Given instruction. Reproduce each of the rows below verbatim, leaving out the pictures.

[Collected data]
□ □ □ □

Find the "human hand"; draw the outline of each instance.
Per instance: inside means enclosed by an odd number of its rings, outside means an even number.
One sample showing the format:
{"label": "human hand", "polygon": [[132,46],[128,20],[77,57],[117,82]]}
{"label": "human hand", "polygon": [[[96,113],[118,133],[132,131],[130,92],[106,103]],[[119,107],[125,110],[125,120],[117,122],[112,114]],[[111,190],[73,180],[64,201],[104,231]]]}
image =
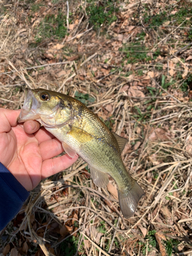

□ □ □ □

Full response.
Find the "human hand"; draw the outline of each instance.
Per instance: inside means enclosed by an odd number of its rings, outside means an even number.
One sample showing the format:
{"label": "human hand", "polygon": [[132,46],[128,20],[77,57],[117,82]]}
{"label": "human hand", "polygon": [[[96,113],[118,133],[132,131],[130,92],[106,103]],[[119,107],[125,110],[125,120],[117,122],[112,114]],[[111,190],[73,180],[64,201],[104,231]]]}
image =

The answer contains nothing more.